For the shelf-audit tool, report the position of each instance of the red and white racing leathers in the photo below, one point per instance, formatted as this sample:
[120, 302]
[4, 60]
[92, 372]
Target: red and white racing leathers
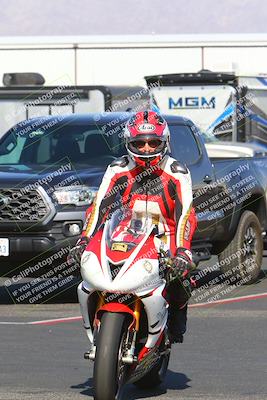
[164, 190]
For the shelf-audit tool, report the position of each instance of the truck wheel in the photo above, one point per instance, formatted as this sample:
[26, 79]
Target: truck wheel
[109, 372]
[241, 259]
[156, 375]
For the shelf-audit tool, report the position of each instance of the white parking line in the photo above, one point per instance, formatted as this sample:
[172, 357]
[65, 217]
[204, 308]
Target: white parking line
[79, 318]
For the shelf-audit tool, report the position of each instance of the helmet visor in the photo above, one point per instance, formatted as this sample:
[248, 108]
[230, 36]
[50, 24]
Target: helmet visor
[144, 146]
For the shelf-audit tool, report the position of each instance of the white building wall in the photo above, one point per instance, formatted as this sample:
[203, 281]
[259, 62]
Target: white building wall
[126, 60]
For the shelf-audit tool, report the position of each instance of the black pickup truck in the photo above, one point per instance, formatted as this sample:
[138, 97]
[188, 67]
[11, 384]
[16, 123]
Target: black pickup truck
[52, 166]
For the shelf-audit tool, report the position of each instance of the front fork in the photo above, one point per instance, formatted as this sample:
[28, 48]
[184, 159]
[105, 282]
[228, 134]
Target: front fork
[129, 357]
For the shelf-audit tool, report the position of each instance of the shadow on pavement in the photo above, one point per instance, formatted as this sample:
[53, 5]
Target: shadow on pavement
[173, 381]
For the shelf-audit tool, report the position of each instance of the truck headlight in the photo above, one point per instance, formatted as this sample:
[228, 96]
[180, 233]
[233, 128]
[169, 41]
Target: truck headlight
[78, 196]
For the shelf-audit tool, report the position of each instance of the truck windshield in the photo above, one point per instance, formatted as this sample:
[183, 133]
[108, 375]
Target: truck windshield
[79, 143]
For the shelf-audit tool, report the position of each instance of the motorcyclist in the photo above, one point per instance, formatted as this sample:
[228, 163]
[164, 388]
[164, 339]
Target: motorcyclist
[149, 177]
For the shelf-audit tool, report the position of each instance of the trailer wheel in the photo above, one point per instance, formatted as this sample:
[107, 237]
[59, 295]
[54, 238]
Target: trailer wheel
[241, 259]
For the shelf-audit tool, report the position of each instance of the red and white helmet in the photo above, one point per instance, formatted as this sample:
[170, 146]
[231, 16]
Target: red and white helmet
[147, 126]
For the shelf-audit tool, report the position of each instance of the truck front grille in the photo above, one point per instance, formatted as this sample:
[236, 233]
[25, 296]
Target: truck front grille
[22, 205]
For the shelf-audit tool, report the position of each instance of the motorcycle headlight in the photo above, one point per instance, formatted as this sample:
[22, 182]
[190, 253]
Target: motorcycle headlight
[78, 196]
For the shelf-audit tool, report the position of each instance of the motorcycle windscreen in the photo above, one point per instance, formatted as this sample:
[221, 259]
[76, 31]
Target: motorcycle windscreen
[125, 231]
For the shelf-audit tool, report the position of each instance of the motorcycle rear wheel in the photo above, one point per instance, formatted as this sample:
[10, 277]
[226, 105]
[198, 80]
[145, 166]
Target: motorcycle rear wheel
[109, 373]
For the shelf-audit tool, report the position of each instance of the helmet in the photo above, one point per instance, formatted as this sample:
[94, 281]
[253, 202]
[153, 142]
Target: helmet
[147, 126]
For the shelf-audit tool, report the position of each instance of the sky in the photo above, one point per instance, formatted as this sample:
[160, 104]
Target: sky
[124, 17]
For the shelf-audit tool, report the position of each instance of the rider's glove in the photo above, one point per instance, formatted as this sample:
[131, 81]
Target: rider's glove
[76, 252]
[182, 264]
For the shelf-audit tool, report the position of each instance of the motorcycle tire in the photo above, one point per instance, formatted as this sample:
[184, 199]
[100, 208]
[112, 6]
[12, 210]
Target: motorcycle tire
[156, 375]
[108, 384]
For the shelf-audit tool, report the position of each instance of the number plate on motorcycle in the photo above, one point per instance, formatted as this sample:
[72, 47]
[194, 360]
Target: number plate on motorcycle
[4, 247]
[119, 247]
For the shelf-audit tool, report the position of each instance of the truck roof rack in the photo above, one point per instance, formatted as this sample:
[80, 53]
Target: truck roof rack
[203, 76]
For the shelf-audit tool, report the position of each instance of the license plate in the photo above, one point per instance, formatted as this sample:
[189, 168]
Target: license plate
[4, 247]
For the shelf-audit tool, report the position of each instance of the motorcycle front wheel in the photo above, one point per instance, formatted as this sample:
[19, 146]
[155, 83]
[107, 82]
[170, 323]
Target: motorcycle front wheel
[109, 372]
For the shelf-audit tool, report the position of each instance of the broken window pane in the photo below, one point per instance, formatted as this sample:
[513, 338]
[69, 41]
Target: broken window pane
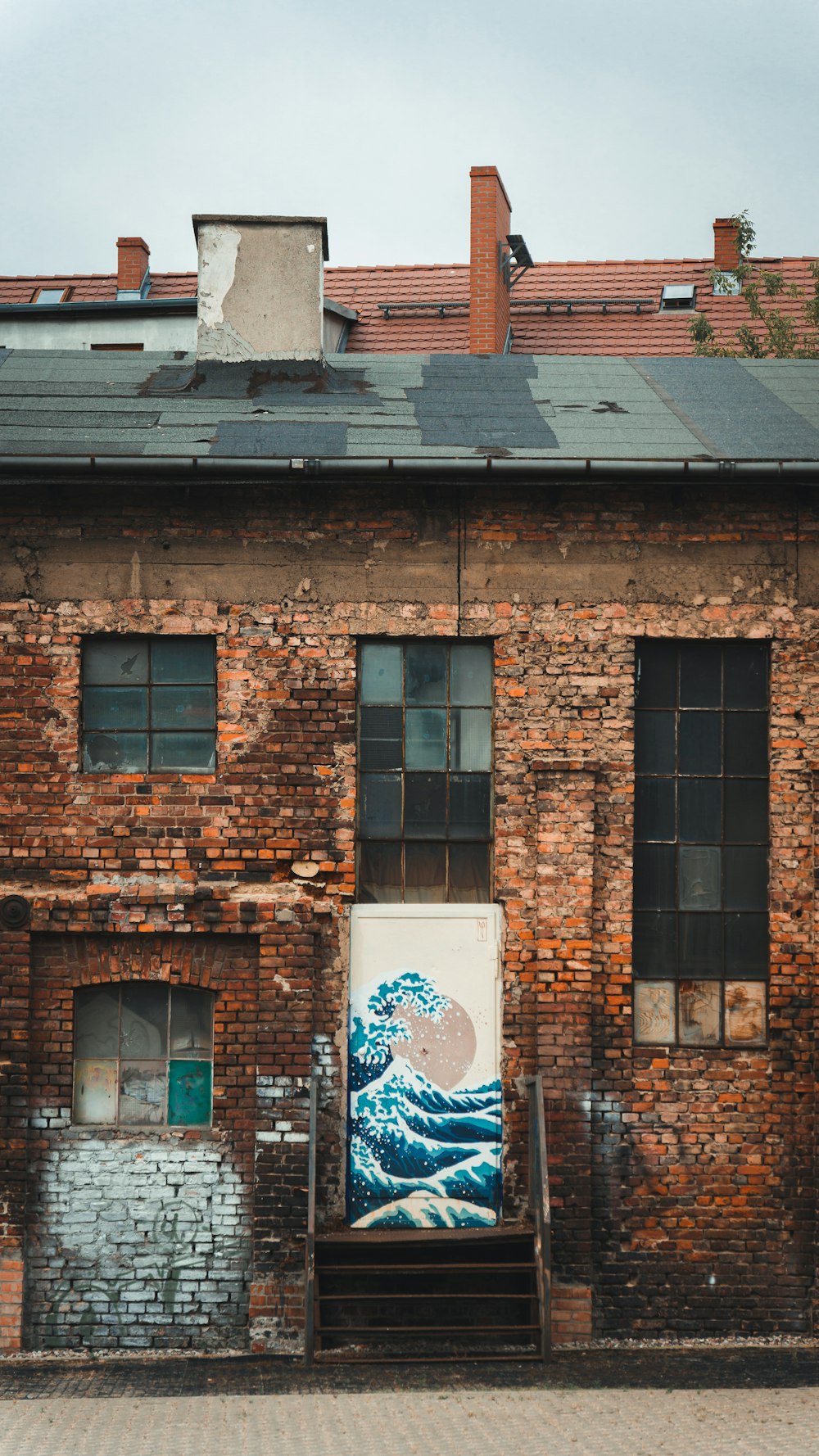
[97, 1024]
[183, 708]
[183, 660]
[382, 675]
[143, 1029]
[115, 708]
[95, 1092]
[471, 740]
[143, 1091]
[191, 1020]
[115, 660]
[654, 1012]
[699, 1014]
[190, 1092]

::::

### Challenge
Quote the data above in full and without alteration; skip the pictures.

### Result for this task
For the shelf-audit tool, report the position of each instance of the red and white racing leathers in the photo below, one point per instance, formatted as this sample:
[120, 302]
[4, 60]
[92, 372]
Target: red and white racing leathers
[164, 190]
For the shelf-audit tool, report the position of each instance of the truck wheel in the photo above, one point per instance, formatted as this sample:
[26, 79]
Target: truck wheel
[109, 372]
[241, 259]
[156, 375]
For the shelf-audit tool, report the position of each instance of the white parking line in the photo above, one point per instance, formatted as this sample:
[172, 357]
[65, 217]
[204, 308]
Target: white parking line
[79, 318]
For the shelf-audit tool, report the position of each instance of the helmet visor in the photo above, one point per instance, formatted as this sample:
[248, 108]
[230, 36]
[50, 24]
Target: helmet visor
[144, 146]
For the shelf-audit tool, report the position of each instance of the white building wall in the photo above, one point per instance, formatted as this sample:
[203, 281]
[259, 62]
Target: white building wall
[126, 60]
For the shelf-audit tool, report the position of each instance of the black pickup truck in the photo above, one point per instance, formatted as this sample:
[138, 97]
[188, 67]
[11, 384]
[16, 123]
Target: black pickup truck
[52, 166]
For the shelf-audit tool, report the position of each instance of the front fork in the photo above, one point per instance, formatted as this sample:
[28, 48]
[184, 159]
[105, 282]
[228, 134]
Target: front fork
[129, 357]
For the shelf-audit tool, report the position of each instance of the shadow on pavement in the photo above, one point per instance, formatted as this sample:
[53, 5]
Target: shadow on pavement
[173, 381]
For the shelf-audit tool, report the position of each instance of the truck headlight in the photo above, one point per instance, formatted as this sample:
[228, 96]
[180, 233]
[233, 128]
[169, 41]
Target: truck headlight
[78, 196]
For the shelf-audit tool, report the position of each instance of the truck windshield in the photo above, one point per instance, formatted as this sample:
[183, 133]
[108, 375]
Target: truck windshield
[79, 143]
For the shelf-audit tool, report the position of each instance of the motorcyclist in the photo above, one point per instance, formatted as this sample:
[228, 163]
[164, 388]
[164, 339]
Target: motorcyclist
[149, 177]
For the shelf-audit tool, report the position of each instance of the trailer wheel in the photo above, one point per instance, formatted as this sample:
[107, 237]
[59, 295]
[54, 238]
Target: trailer wheel
[241, 259]
For the shelf-audit tool, report the position of each instance of the red and white helmet in the photo above, one point per instance, formatted as this sample:
[170, 146]
[231, 16]
Target: red and white helmet
[147, 126]
For the shelf-audit tool, report the position of each instance of the truck front grille in the photo above, one point per instance, formatted as this sample:
[236, 233]
[25, 296]
Target: truck front grille
[22, 205]
For the shelf-audit tool, report the position of each instance of the motorcycle headlight in the photo above, one point per instance, formatted as this sample:
[22, 182]
[190, 253]
Target: motorcycle headlight
[78, 196]
For the shelf-audit tool, report the position of each instance of the motorcycle windscreen in the photo above, one point per instance, formatted as this sample:
[221, 259]
[76, 31]
Target: motorcycle windscreen
[125, 231]
For the shelf-audit tool, report the position of each instance of the motorcycle rear wheel in the photo above, one point per instance, formatted as this sample:
[10, 277]
[226, 105]
[198, 80]
[145, 166]
Target: motorcycle rear wheel
[109, 373]
For the shelf-audit tool, report the position of each instance of the helmet in the photo above, one point per instance, formatted as this sample:
[94, 281]
[253, 202]
[153, 142]
Target: helmet
[147, 126]
For the shelf-audit tool, report the position of each instance of the sky in the photo above, one point per instance, formatted as this sample:
[160, 104]
Target: sky
[124, 17]
For the shelf-audit tool, report the position of each instance of the rider's glove in the photo above, one point per instance, formatted as this sample:
[131, 81]
Target: rider's glove
[76, 252]
[182, 264]
For the shelf-audit tool, report the position of each instance of the motorcycle tire in the photo above, one point per instance, formatted as this sample:
[184, 199]
[100, 208]
[112, 6]
[12, 210]
Target: motorcycle tire
[156, 375]
[108, 384]
For the shelf-audit tool, report the position of each instance of the number plate on motorcycle in the photo above, one point per instance, formatted as this sample:
[72, 47]
[194, 360]
Target: number plate on motorcycle
[4, 247]
[119, 247]
For the shelf-audit tool, report the position of each instance of the truck roof rack in the photo above, one point per instance, formatted as this sample:
[80, 53]
Target: truck roof rack
[203, 76]
For the shelf-audit tool, report the position of each instance of the license plate in the photo above, one point per instance, formatted as this sample:
[189, 168]
Target: license plate
[4, 247]
For the shelf-audit tool, report the position of each instance of the motorcycle front wheel in the photo above, one point per instance, formatted as this sample:
[19, 146]
[155, 83]
[107, 82]
[170, 323]
Target: motorcycle front wheel
[109, 372]
For the shelf-audit tool, report the position of each instance of the broken window pane in the photo below, one point per instance, formatted as this sample:
[513, 338]
[69, 41]
Target: broken window pane
[97, 1024]
[183, 708]
[183, 660]
[382, 675]
[143, 1029]
[115, 708]
[95, 1092]
[471, 740]
[143, 1091]
[191, 1020]
[115, 660]
[654, 1012]
[699, 1014]
[190, 1092]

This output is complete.